Variant annotation

Variant annotation workflow

Variants are annotated with their predicted impact on the genes using SNPeff
Then with public variant databases:
- Small variants are annotated with with gnomAD's allele frequencies, conservation/CADD/MetaRNN scores, and ClinVar's clinical significance.
- Structural variants are annotated with the frequency in SV catalogs, and their overlap with dbVar clinical SVs, or DGV.
Structural variants can also be re-genotyped from the long reads to compute the read support and help rank/filter them by confidence.

The workflow was written in

WDL: see wdl/workflow.wdl and WDL section below.
Snakemake: see workflow/Snakefile (and config, profile folders) and Snakemake section below.

Input

The worklow annotates a VCF file containing small variants and structural variants (SVs). Mapped reads should also be provided to perform some QC on the SVs.

After preparing the annotation files, jump to the WDL or Snakemake sections to run the workflow.

Prepare annotation files

SnpEff

wget https://snpeff.blob.core.windows.net/databases/v5_1/snpEff_v5_1_GRCh38.105.zip
unzip snpEff_v5_1_GRCh38.105.zip

gnomAD

To reduce the size of the VCF with the variants in gnomAD, keeping only the field that we want to use (AF):

for CHR in `seq 1 22` X Y
do
    curl https://storage.googleapis.com/gcp-public-data--gnomad/release/3.0/vcf/genomes/gnomad.genomes.r3.0.sites.chr${CHR}.vcf.bgz | zcat | bcftools annotate -x ^INFO/AF,ID,FILTER,QUAL -e 'FILTER~"AC0"' -Oz -o gnomad_chr.genomes.r3.0.sites.chr${CHR}.vcf.gz
done
bcftools concat gnomad_chr.genomes.r3.0.sites.chr*.vcf.gz | bcftools sort -Oz -o gnomad.genomes.r3.0.sites.small.vcf.bgz -m 3G
rm gnomad_chr.genomes.r3.0.sites.chr*.vcf.gz

The final bgzipped VCF is only 4.5G.

dbNSFP

To reduce the size of the dbNSFP database used by SNPeff:

## download dbNSFP zip from https://sites.google.com/site/jpopgen/dbNSFP
## list files in the zip
unzip -l dbNSFP4.4a.zip
## list columns in full txt file. helps finding/double-checking the column numbers we want to keep
unzip -p dbNSFP4.4a.zip dbNSFP4.4a_variant.chr1.gz | zcat | head -1 | awk 'BEGIN{RS="\t"}{N=N+1;print N" "$0}' | less
## keep only some columns. gzip to control the size of temporary files and use multi-threaded gzip (pigz) to speed up a bit
unzip -p dbNSFP4.4a.zip dbNSFP4.4a_variant.chr1.gz | zcat | head -1 | cut -f 1-4,77-79,128-130,165-167,676 | gzip > temp.txt.gz
for CHR in `seq 1 22` X Y M
do
    unzip -p dbNSFP4.4a.zip dbNSFP4.4a_variant.chr${CHR}.gz | zcat | sed 1d | cut -f 1-4,77-79,128-130,165-167,676 | pigz -c -p 4 >> temp.txt.gz
done
## bgzip instead of gzip
unpigz -c -p 4 temp.txt.gz | bgzip > dbNSFP4.4a.small.txt.gz
## index with tabix
tabix -b 2 -e 2 -s 1 dbNSFP4.4a.small.txt.gz

If we keep only information about GERP, CADD, MetaRNN, and ALFA, the file size decreases from 35G to about 2G.

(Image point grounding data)
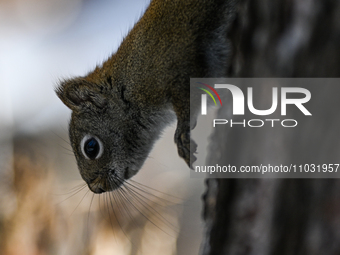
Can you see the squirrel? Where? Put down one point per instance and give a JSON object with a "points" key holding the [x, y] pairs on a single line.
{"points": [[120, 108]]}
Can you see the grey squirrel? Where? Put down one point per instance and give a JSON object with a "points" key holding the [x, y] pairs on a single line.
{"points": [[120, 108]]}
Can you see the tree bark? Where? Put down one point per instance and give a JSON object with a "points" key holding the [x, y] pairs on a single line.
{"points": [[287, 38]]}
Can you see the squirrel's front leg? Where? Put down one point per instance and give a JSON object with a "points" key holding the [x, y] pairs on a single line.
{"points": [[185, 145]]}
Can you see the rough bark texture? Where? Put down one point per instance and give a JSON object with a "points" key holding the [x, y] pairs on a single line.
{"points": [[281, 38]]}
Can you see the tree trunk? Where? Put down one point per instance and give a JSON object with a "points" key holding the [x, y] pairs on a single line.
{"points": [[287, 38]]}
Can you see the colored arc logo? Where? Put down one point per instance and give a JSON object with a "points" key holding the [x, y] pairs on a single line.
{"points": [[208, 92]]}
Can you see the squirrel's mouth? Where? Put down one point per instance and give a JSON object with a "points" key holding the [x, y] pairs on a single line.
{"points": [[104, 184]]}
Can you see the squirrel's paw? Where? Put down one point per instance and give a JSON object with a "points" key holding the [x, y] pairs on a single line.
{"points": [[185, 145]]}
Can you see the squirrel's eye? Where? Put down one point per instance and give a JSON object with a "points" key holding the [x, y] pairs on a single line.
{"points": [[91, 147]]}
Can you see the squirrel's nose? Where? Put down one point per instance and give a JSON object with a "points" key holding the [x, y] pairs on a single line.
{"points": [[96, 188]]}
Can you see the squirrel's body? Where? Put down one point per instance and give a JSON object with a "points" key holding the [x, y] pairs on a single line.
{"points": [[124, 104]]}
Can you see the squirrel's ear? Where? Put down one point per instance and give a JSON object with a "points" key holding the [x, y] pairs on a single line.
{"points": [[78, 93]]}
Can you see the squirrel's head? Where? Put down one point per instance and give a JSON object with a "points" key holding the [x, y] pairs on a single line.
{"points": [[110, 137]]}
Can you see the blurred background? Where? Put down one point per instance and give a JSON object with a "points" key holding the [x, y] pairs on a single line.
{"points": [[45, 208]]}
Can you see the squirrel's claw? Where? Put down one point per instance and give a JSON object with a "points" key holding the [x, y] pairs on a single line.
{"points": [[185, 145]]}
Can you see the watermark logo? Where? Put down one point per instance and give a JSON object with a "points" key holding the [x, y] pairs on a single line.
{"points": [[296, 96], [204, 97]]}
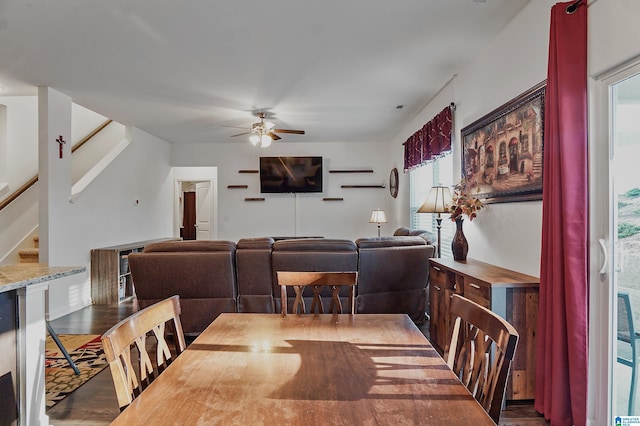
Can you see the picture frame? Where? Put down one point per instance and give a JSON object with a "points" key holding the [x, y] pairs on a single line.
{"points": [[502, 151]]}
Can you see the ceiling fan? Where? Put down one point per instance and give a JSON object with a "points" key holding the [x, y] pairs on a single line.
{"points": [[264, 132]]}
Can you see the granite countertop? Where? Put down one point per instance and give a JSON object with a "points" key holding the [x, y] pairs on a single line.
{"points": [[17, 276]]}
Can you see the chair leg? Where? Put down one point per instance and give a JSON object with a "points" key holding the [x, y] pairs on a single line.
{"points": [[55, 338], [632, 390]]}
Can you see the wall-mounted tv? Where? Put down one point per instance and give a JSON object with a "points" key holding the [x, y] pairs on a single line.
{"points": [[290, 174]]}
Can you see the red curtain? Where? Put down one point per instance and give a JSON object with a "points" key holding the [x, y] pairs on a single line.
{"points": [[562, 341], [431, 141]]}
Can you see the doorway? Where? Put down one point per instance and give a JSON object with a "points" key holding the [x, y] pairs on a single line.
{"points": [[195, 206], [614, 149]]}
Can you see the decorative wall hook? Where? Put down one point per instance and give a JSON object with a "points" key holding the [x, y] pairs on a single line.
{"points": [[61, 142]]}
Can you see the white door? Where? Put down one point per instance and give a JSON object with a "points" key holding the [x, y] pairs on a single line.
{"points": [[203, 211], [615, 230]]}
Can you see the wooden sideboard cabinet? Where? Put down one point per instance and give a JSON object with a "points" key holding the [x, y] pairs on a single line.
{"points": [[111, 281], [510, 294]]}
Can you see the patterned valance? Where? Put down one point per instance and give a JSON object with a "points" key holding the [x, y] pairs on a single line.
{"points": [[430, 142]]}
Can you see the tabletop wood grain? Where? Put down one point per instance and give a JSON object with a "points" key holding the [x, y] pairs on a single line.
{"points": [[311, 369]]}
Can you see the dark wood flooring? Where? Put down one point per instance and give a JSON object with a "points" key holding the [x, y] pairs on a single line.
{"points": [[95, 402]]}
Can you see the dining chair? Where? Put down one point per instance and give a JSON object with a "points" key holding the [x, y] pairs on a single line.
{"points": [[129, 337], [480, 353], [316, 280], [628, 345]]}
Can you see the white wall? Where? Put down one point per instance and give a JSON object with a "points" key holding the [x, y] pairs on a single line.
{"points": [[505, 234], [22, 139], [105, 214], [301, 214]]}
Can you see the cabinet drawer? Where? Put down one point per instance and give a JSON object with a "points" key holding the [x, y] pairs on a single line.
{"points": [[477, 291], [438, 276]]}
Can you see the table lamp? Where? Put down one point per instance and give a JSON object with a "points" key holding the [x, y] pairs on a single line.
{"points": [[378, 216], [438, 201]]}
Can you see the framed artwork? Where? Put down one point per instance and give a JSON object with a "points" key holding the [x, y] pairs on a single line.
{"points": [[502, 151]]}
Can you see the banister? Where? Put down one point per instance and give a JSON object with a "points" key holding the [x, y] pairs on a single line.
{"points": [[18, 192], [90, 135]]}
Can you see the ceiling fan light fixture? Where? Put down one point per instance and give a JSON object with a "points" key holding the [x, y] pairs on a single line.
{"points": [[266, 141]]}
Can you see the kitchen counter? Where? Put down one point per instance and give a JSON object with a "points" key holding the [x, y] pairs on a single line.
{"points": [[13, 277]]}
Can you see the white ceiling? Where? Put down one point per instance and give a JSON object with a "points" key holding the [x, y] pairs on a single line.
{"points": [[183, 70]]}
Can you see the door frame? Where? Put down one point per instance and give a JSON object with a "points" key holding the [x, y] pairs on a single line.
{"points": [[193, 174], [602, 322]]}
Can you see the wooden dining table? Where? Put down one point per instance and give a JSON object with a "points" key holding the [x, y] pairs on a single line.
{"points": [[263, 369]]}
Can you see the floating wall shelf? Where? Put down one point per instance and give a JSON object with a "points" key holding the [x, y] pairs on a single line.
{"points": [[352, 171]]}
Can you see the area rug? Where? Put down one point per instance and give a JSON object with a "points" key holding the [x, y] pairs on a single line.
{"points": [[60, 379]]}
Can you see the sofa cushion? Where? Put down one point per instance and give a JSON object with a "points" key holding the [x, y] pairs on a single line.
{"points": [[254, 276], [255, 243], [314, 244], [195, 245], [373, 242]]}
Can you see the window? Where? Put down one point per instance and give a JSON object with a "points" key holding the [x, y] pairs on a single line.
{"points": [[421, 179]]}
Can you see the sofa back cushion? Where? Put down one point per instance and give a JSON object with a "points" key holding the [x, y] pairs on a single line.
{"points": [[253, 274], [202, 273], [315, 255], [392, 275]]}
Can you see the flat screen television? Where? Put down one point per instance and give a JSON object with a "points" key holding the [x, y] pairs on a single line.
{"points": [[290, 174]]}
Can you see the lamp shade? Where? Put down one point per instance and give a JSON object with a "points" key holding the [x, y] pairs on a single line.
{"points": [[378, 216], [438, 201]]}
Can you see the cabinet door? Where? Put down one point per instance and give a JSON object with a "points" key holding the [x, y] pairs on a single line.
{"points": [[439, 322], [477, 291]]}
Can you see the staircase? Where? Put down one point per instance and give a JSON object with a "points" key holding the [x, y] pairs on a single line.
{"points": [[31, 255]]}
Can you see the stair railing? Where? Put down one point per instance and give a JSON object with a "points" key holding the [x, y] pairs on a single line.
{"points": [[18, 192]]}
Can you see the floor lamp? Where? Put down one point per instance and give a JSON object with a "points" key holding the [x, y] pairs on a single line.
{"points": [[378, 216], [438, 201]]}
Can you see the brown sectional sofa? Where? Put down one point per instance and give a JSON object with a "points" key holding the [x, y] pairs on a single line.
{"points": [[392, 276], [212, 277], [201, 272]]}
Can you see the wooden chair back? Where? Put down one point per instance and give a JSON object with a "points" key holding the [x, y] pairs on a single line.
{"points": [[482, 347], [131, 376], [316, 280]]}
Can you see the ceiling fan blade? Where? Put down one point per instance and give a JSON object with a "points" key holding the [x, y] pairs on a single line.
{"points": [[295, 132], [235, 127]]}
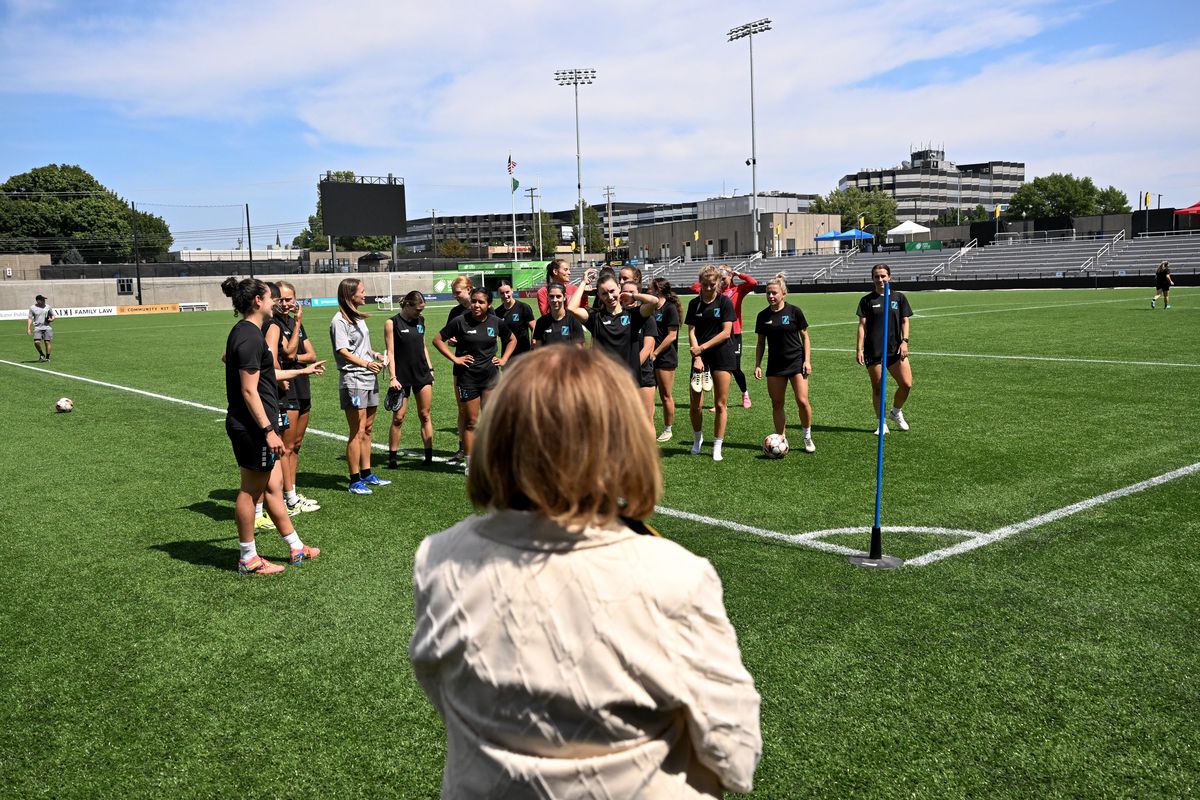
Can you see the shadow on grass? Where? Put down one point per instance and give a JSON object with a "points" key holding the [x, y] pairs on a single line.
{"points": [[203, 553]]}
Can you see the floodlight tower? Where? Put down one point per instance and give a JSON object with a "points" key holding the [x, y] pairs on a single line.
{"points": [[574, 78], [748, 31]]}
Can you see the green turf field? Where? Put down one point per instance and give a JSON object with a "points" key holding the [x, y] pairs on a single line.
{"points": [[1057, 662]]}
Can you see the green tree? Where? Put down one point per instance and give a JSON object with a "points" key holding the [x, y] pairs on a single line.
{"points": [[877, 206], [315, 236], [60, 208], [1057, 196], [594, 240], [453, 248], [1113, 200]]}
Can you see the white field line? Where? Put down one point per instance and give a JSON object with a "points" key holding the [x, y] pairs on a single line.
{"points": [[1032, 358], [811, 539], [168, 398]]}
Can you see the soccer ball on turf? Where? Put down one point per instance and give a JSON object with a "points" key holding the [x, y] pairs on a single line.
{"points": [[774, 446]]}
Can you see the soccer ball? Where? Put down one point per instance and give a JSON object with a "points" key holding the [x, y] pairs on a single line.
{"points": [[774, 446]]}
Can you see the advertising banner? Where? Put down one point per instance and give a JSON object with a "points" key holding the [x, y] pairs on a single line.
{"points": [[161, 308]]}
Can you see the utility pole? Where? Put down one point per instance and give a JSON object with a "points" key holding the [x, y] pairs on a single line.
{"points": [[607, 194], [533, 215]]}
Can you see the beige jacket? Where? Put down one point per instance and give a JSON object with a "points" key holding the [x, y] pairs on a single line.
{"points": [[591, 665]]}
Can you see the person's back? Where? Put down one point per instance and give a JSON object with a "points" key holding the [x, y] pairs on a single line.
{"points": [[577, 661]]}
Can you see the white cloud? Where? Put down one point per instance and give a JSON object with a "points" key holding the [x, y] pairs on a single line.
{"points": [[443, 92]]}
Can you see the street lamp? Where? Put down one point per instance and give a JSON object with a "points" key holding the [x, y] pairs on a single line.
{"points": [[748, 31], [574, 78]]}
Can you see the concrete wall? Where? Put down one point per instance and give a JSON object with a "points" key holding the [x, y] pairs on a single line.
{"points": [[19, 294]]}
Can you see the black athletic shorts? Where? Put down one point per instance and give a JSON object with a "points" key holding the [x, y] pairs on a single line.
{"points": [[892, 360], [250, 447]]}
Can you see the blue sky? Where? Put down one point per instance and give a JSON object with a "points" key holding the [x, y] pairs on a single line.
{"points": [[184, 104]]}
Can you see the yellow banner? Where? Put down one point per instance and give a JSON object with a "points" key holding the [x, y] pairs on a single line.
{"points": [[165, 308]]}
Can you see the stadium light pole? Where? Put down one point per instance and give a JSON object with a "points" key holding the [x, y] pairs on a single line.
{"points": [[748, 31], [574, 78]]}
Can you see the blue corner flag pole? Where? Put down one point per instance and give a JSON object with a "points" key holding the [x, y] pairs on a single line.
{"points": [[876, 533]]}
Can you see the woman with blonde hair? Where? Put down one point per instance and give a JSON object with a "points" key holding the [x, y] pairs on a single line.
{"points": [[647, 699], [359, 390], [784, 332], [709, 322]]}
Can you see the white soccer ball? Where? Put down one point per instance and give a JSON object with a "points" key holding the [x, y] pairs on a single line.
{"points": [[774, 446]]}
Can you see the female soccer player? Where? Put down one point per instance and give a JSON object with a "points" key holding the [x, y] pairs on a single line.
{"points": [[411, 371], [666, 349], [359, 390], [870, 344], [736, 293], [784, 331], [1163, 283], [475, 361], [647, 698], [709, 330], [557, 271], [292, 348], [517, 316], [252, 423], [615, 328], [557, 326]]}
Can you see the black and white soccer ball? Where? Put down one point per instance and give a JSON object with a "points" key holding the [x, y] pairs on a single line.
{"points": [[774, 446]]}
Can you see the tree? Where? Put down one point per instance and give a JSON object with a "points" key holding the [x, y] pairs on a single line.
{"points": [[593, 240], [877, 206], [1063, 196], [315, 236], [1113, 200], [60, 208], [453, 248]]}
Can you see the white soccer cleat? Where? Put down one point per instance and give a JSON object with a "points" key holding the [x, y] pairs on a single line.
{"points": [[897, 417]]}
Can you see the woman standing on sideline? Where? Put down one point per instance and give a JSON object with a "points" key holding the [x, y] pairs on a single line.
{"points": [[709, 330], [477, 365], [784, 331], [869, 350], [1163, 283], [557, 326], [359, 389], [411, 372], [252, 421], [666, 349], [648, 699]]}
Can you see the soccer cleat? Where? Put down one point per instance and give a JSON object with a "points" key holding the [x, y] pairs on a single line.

- Task requirements -
**A.** According to the variant annotation page, why are the extracted dbNSFP columns compressed with gzip and pigz while the temporary file is being built? Answer in one to three sentences.
**B.** Duplicate the part of the variant annotation page starting with "Structural variants can" and going on through "on the SVs.".
**C.** Answer these questions about the variant annotation page:
(i) Which tool is used to annotate variants with their predicted impact on the genes?
(ii) How large is the final bgzipped gnomAD VCF?
(iii) How much does the dbNSFP file shrink when only GERP, CADD, MetaRNN, and ALFA information is kept?
These records were taken from a separate source.

- Responses -
**A.** Compressing with gzip keeps the temporary files from growing too large. The multi-threaded gzip, pigz, is used to speed up the process a bit.

**B.**
Structural variants can also be re-genotyped from the long reads to compute the read support and help rank/filter them by confidence.

The workflow was written in

WDL: see wdl/workflow.wdl and WDL section below.
Snakemake: see workflow/Snakefile (and config, profile folders) and Snakemake section below.

Input

The worklow annotates a VCF file containing small variants and structural variants (SVs). Mapped reads should also be provided to perform some QC on the SVs.

**C.**
(i) SNPeff
(ii) 4.5G
(iii) It shrinks from 35G to about 2G.